# Extracted records

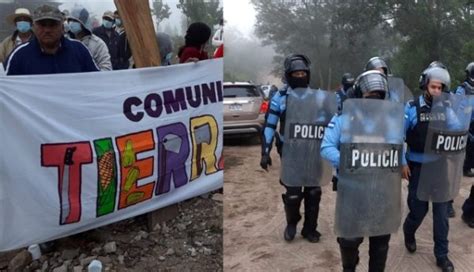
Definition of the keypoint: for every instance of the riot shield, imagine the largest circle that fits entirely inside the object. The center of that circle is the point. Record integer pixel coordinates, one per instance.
(308, 112)
(398, 91)
(369, 188)
(445, 147)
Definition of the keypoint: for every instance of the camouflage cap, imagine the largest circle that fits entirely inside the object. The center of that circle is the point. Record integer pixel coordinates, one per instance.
(47, 12)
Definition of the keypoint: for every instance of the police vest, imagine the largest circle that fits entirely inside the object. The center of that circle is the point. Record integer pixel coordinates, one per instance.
(469, 90)
(416, 136)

# Task description
Every line above should be repeated exactly; pictures stay out of the copy.

# Answer area
Definition of the keypoint: for every instance of the riot shield, imagine the largest circle that fits entirely inside the object. The center of that circle is the point. Record integer pixel coordinates, one per instance.
(308, 112)
(398, 91)
(369, 188)
(445, 147)
Definition of the keypoint: for every instance of the camouflage cap, imagine the largest circle that fits entirely inside the object. The center of that circle is the point. Record integer pixel coordinates, one per instance.
(47, 12)
Definition of the keypoint: for every instance of the police vest, imagine the largest circle that fits entirely inside the object. The center of that circle is the point. Record integer pixel coordinates, one per instance.
(469, 90)
(416, 136)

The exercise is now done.